• THE PROBLEM:
Print only the lines from the one with "Mark one point on each instance of the dried" through the end of the data, exactly, and please omit pictures.

SOURCE DATA Block Start

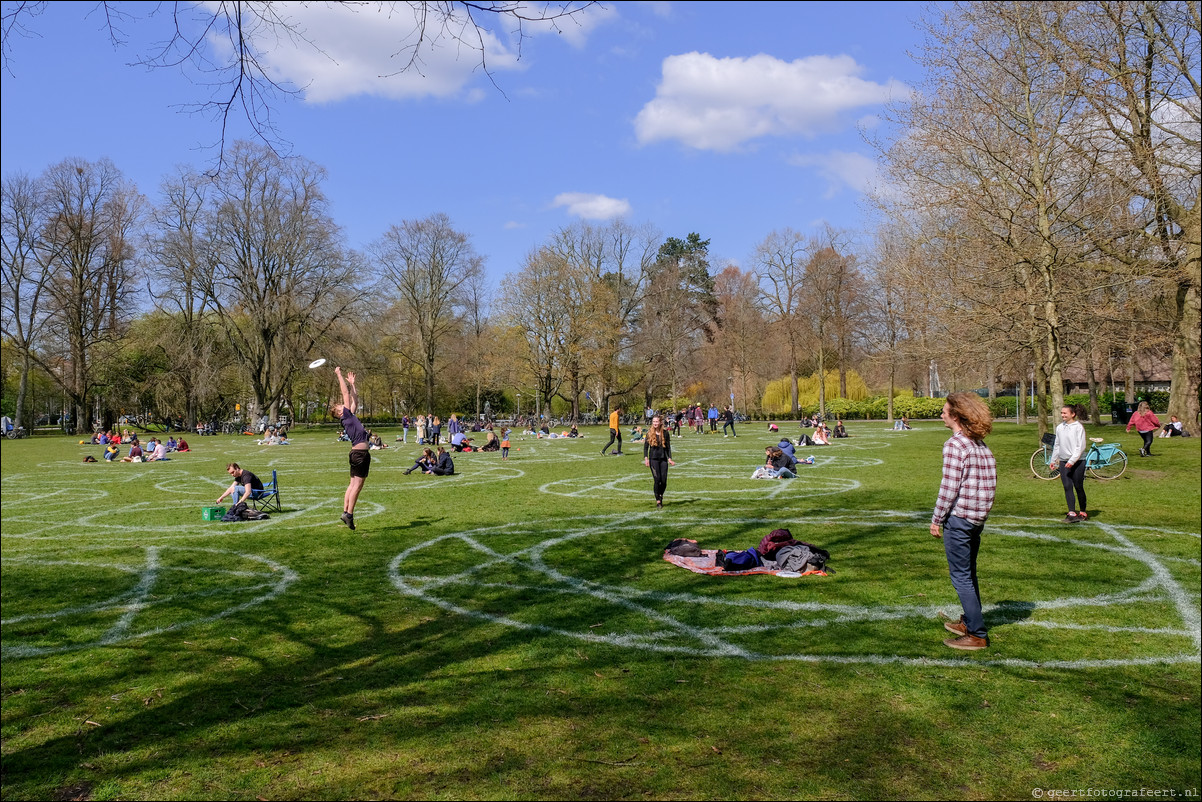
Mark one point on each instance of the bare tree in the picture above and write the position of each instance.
(1137, 66)
(93, 214)
(225, 46)
(679, 307)
(780, 267)
(24, 274)
(429, 267)
(275, 269)
(537, 303)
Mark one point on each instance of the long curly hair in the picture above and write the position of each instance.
(971, 414)
(656, 437)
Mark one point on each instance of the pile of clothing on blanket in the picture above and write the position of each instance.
(778, 551)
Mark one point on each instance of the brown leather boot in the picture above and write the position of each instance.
(968, 642)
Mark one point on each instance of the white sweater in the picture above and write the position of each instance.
(1070, 443)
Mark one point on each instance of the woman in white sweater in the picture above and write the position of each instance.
(1069, 452)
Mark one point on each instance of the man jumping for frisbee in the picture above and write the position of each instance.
(361, 459)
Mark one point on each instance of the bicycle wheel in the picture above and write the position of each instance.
(1040, 465)
(1112, 469)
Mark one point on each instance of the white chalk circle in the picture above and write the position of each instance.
(517, 576)
(117, 594)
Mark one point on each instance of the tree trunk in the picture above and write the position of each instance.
(893, 370)
(22, 388)
(1129, 384)
(1186, 376)
(1095, 413)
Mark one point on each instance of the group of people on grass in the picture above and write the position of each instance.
(965, 497)
(155, 449)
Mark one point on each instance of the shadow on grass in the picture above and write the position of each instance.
(452, 707)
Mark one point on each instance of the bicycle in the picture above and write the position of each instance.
(1104, 461)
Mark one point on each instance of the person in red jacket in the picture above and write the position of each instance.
(1147, 425)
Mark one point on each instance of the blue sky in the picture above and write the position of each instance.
(727, 119)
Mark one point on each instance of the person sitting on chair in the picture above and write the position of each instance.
(422, 463)
(445, 467)
(244, 483)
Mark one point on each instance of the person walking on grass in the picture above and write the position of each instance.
(1069, 452)
(729, 421)
(614, 431)
(359, 457)
(658, 456)
(1147, 425)
(965, 497)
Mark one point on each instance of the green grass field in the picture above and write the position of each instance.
(513, 633)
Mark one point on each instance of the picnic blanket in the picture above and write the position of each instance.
(704, 564)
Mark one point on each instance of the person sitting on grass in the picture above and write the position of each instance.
(160, 451)
(444, 467)
(777, 464)
(422, 463)
(1173, 428)
(786, 445)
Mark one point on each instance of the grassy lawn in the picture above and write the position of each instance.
(513, 633)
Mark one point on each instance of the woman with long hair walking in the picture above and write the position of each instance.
(658, 456)
(1147, 425)
(1069, 452)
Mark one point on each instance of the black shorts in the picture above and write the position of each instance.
(361, 462)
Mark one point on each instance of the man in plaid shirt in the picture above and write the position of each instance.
(965, 497)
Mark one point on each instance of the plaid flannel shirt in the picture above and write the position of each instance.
(970, 481)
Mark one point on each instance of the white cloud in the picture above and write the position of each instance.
(843, 170)
(715, 104)
(341, 51)
(593, 207)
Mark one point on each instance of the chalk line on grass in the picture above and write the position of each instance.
(670, 633)
(156, 569)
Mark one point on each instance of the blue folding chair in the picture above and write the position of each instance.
(269, 497)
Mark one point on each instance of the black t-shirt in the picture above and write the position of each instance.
(256, 483)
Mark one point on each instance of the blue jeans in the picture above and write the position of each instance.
(962, 541)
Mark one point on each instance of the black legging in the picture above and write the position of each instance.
(659, 477)
(1073, 479)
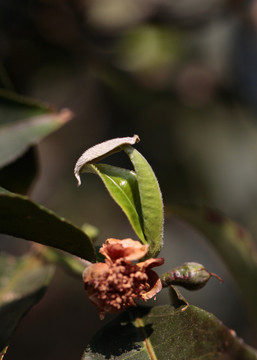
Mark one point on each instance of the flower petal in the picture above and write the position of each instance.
(127, 248)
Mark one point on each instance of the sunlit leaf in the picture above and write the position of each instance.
(23, 282)
(122, 186)
(71, 264)
(24, 123)
(150, 200)
(21, 217)
(233, 243)
(166, 333)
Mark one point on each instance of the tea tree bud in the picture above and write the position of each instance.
(191, 275)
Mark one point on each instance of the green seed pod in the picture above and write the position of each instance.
(192, 276)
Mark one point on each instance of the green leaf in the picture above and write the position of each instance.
(23, 282)
(233, 243)
(27, 168)
(163, 333)
(69, 263)
(122, 186)
(21, 217)
(150, 200)
(24, 123)
(138, 194)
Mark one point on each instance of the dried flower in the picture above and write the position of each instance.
(115, 284)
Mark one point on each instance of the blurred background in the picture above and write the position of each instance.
(180, 74)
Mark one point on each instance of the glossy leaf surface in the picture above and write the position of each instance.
(122, 186)
(23, 282)
(23, 123)
(163, 333)
(21, 217)
(233, 243)
(26, 167)
(150, 200)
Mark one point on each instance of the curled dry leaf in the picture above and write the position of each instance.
(100, 151)
(114, 285)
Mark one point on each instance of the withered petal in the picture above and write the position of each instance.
(155, 285)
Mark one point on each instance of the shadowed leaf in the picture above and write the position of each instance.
(23, 282)
(23, 123)
(27, 168)
(21, 217)
(150, 199)
(165, 333)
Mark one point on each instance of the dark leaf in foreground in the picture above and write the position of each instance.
(165, 333)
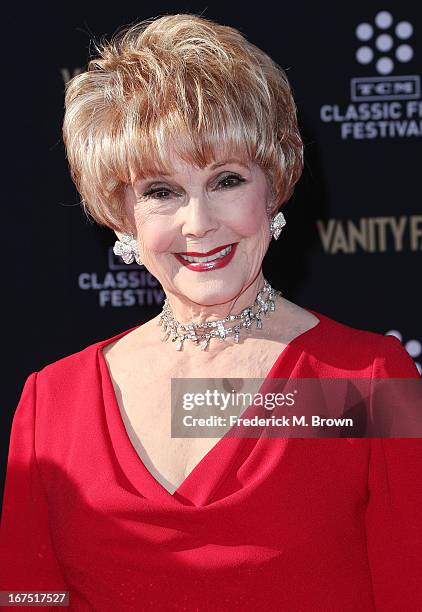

SOURCE DATA Block End

• ANSWER TO THE PROBLEM:
Mark one point on each instance of the dried flower in the picture above and write the position of each instance.
(115, 284)
Mark one point on each instance of the blurred background in the picture above and write the position of each instance.
(180, 74)
Mark one point on each instance of the glossy leaf surface in the picture above and write the position of each instance.
(122, 186)
(23, 282)
(23, 123)
(163, 333)
(21, 217)
(233, 243)
(26, 167)
(150, 200)
Mark one point on each instance of the curled dry leaf in the picture above and write the position of each instance.
(100, 151)
(114, 285)
Mark one point on each instance of the withered petal in the picture above and write the position of each instance.
(155, 285)
Mark one point on each instance of the shadowed leaf in the picture above and write the position of each instance.
(23, 282)
(23, 123)
(27, 168)
(21, 217)
(150, 199)
(165, 333)
Mark one point on each instance of the dark leaf in foreground in the picture above and write the position of each instance.
(165, 333)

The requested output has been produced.